What is expected: Write out the data below line for line, leaving out the pictures.

********

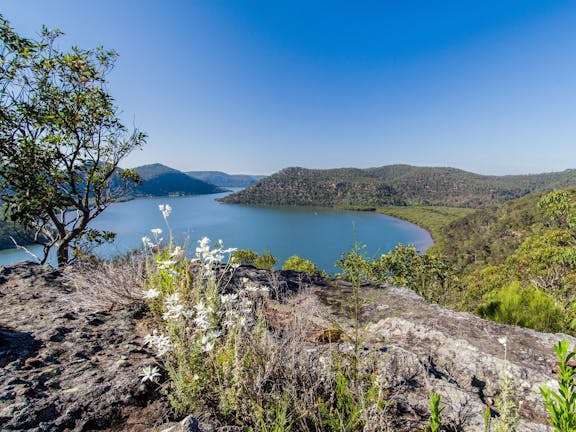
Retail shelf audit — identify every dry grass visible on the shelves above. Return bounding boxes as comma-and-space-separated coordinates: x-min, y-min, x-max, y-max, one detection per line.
64, 254, 146, 311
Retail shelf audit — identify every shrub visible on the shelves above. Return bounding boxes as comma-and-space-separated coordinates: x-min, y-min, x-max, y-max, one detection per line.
254, 252, 278, 270
282, 255, 320, 276
232, 249, 258, 265
540, 339, 576, 432
478, 281, 567, 332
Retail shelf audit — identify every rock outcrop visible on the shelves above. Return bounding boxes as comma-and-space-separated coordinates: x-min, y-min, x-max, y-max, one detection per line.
0, 263, 170, 432
0, 263, 576, 432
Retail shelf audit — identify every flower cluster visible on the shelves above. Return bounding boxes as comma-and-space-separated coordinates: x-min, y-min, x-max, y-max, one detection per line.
196, 237, 236, 269
144, 330, 172, 357
162, 293, 192, 320
158, 204, 172, 219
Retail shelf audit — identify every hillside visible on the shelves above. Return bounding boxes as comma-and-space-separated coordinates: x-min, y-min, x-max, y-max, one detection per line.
131, 164, 224, 196
222, 165, 576, 208
186, 171, 266, 188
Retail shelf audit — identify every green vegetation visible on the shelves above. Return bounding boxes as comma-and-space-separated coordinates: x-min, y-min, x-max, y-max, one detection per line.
282, 255, 321, 276
231, 249, 278, 270
186, 171, 265, 187
130, 164, 225, 196
0, 15, 146, 265
426, 392, 444, 432
540, 340, 576, 432
222, 165, 576, 209
377, 205, 475, 244
339, 188, 576, 334
142, 207, 393, 432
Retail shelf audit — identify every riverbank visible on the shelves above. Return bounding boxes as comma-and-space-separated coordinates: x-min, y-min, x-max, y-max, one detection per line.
374, 206, 476, 247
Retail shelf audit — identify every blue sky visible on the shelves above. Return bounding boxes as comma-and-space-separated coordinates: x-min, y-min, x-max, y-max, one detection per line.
0, 0, 576, 174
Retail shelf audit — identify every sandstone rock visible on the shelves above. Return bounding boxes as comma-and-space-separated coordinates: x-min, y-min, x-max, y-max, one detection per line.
0, 263, 170, 432
0, 263, 576, 432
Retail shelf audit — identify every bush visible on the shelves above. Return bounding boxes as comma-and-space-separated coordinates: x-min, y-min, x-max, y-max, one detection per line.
232, 249, 258, 265
478, 281, 567, 332
282, 255, 320, 276
254, 252, 278, 270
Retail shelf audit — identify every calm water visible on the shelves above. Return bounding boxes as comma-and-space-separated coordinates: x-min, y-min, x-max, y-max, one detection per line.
0, 190, 432, 273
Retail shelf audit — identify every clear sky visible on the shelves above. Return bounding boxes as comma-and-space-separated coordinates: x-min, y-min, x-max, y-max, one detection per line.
0, 0, 576, 174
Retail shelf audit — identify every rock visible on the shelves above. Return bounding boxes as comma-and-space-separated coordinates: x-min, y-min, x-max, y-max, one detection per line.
162, 416, 204, 432
0, 263, 576, 432
0, 263, 170, 432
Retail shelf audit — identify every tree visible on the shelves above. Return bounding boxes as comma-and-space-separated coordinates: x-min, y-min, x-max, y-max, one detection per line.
282, 255, 320, 276
0, 15, 146, 265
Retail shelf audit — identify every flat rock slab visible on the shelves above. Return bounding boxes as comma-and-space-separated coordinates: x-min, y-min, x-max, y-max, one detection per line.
0, 263, 169, 431
306, 282, 576, 432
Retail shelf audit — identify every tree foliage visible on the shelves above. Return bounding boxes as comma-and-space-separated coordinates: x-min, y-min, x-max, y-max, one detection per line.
0, 15, 146, 265
282, 255, 321, 276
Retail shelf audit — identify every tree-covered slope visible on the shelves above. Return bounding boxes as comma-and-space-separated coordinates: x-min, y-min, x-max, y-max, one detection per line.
343, 186, 576, 334
132, 164, 224, 196
222, 165, 576, 207
186, 171, 265, 187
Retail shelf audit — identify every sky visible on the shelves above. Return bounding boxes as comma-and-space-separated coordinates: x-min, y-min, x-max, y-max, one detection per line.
0, 0, 576, 175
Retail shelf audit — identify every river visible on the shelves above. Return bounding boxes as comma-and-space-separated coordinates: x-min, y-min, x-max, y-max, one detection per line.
0, 190, 432, 273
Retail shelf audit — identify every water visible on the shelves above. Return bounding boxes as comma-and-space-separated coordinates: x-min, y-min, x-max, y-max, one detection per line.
0, 190, 432, 273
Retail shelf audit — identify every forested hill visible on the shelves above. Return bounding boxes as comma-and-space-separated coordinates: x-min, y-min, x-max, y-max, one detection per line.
222, 165, 576, 207
131, 164, 225, 196
186, 171, 265, 187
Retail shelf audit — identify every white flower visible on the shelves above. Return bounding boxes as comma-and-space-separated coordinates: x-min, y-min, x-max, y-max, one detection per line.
166, 293, 180, 307
156, 260, 176, 270
158, 204, 172, 219
220, 294, 238, 306
142, 236, 156, 249
144, 330, 172, 356
143, 288, 160, 299
162, 304, 186, 320
170, 246, 184, 263
194, 316, 212, 330
141, 366, 160, 382
202, 341, 214, 352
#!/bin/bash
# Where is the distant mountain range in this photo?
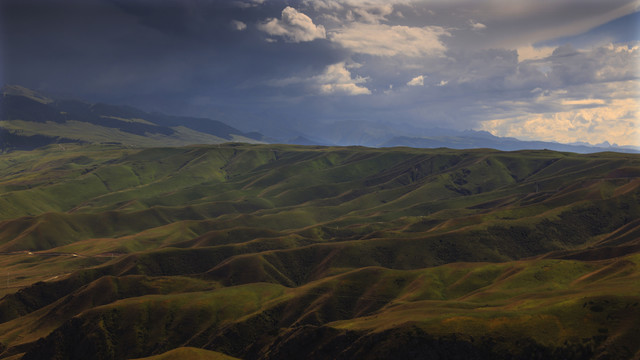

********

Task answer:
Retail shelf audit — identify every dry grass visible on the shelves above. Return bounding boxes as comma-and-space-separated coordinates: x-min, y-min, x-max, y-max, one detection per line.
64, 254, 146, 311
Retail shelf audit — identify every shrub visible on the shelves above. Return bounding boxes as comma-and-space-separated coordinates: x-min, y-min, x-max, y-max, one detection per line.
254, 252, 278, 270
282, 255, 320, 276
232, 249, 258, 265
540, 339, 576, 432
478, 281, 567, 332
Retail shelf audit — identify every rock outcrop visible on the shelves above. Return bounding boxes as comma-and-space-separated coordinates: x-min, y-min, x-max, y-max, one detection per line.
0, 263, 170, 432
0, 263, 576, 432
Retail shelf audit — identify every flower cluster visible on the shelves above. Return bounding boxes as comma-and-space-separated coordinates: x-min, y-min, x-max, y-max, one detection per line.
196, 237, 236, 269
144, 330, 172, 357
162, 293, 192, 320
158, 204, 172, 219
Retail shelf audit — identify every hillside visible on the shelves above. Return bounding boxes as comma-and-space-separated coordinates: x-min, y-min, x-max, y-max, one detection per line.
131, 164, 224, 196
222, 165, 576, 208
186, 171, 266, 188
Retail shelf audit — identify every green vegetation visible on the shelves above. Return bounding boxes as comma-and-space-separated coordinates: x-min, y-min, x-max, y-max, one detection per line.
282, 255, 321, 276
231, 249, 278, 270
186, 171, 265, 187
130, 164, 225, 196
0, 15, 146, 265
426, 392, 444, 432
540, 340, 576, 432
222, 165, 576, 209
377, 205, 475, 244
339, 188, 576, 334
142, 207, 393, 432
Retail shelf audit — identify every riverbank visible on the shelves above. Return bounding boxes as comma-and-space-separated coordinates: x-min, y-min, x-max, y-max, one detection per line.
374, 206, 476, 247
Retail shelf audit — identify every blue sky visible on the shelves above. Return bounding boxes as comma-and-space-separated coordinates: x-min, y-min, x-max, y-max, one detection per line.
0, 0, 576, 174
Retail shelf audit — identify every sandstone rock visible on the shelves above. Return bounding boxes as comma-and-space-separated coordinates: x-min, y-min, x-max, y-max, one detection per line.
0, 263, 170, 432
0, 263, 576, 432
Retail shelf audit — identify every bush visible on the shelves above. Return bounding boxes as comma-and-space-separated coordinates: x-min, y-min, x-max, y-max, one detection per line.
232, 249, 258, 265
478, 281, 567, 332
282, 255, 320, 276
254, 252, 278, 270
Retail shelf audit — identify every calm water visible on the shelves above. Return bounding boxes as comma-and-space-separated coordinates: x-min, y-min, x-max, y-max, one detection per line.
0, 190, 432, 273
Retail shelf audit — identify every clear sky visible on the shelves above. Return bounding boxes as comma-and-space-separated coordinates: x-min, y-min, x-max, y-max, one detection per line.
0, 0, 576, 174
Retail shelf audit — identify every rock visible on the shelves above. Return bounding boxes as comma-and-space-separated coordinates: x-min, y-min, x-max, y-max, one detection per line.
162, 416, 204, 432
0, 263, 576, 432
0, 263, 170, 432
Retail shelf audit — identify every tree visible on the shelves above. Return bounding boxes as comma-and-space-separated coordinates: x-min, y-min, x-max, y-max, one detection per line.
282, 255, 320, 276
0, 15, 146, 265
Retail shelf audit — identify every flat rock slab visible on the shelves above. Return bounding boxes as comma-and-space-separated coordinates: x-min, y-min, x-max, y-max, one detection per line.
0, 263, 169, 431
306, 282, 576, 432
Retail shelf audit — identify every tree foliage visible on the shelves above. Return bounding boxes as comma-and-space-separated coordinates: x-min, y-min, x-max, y-max, one detection per line.
0, 15, 146, 265
282, 255, 321, 276
Retail shelf audit — identify every tree-covered slope visible on the shelves above. Return bounding boxes as comma-and-space-separated coordinates: x-min, y-min, x-max, y-max, one detection per line.
343, 186, 576, 334
132, 164, 224, 196
222, 165, 576, 207
186, 171, 265, 187
Retail shelf audit — identify every sky visible on the shelves above. Return bounding boxes as comma-and-space-separated coordinates: x-min, y-min, x-max, y-max, one detection per line.
0, 0, 576, 175
Retail shelf audit — identify every river visible on the shelves above. Return bounding boxes as comma-and-space-separated coordinates: x-min, y-min, x-max, y-max, one detection per line.
0, 190, 432, 273
Retail shelf audit — identify every water visible on the shelves above. Return bounding boxes as comma-and-space-separated coordinates: x-min, y-min, x-max, y-max, one detection per line.
0, 190, 432, 273
Retail shelf audit — identify every forested hill visible on the shelves above. Return bounding boxes as comma-and-space-separated coordinates: x-min, y-min, x-max, y-max, one detection per line.
222, 165, 576, 207
131, 164, 225, 196
186, 171, 265, 187
Retail shelf audit — identify every white flower visible on the shelves above. Return bounding boxes as comma-and-space-separated coordinates: x-min, y-min, x-max, y-max, one detection per line.
166, 293, 180, 307
156, 260, 176, 270
158, 204, 172, 219
220, 294, 238, 306
142, 236, 156, 249
144, 330, 172, 356
143, 288, 160, 299
162, 304, 186, 320
170, 246, 184, 263
194, 316, 212, 330
141, 366, 160, 382
202, 341, 214, 352
#!/bin/bash
# Where is the distant mountain range in this photo?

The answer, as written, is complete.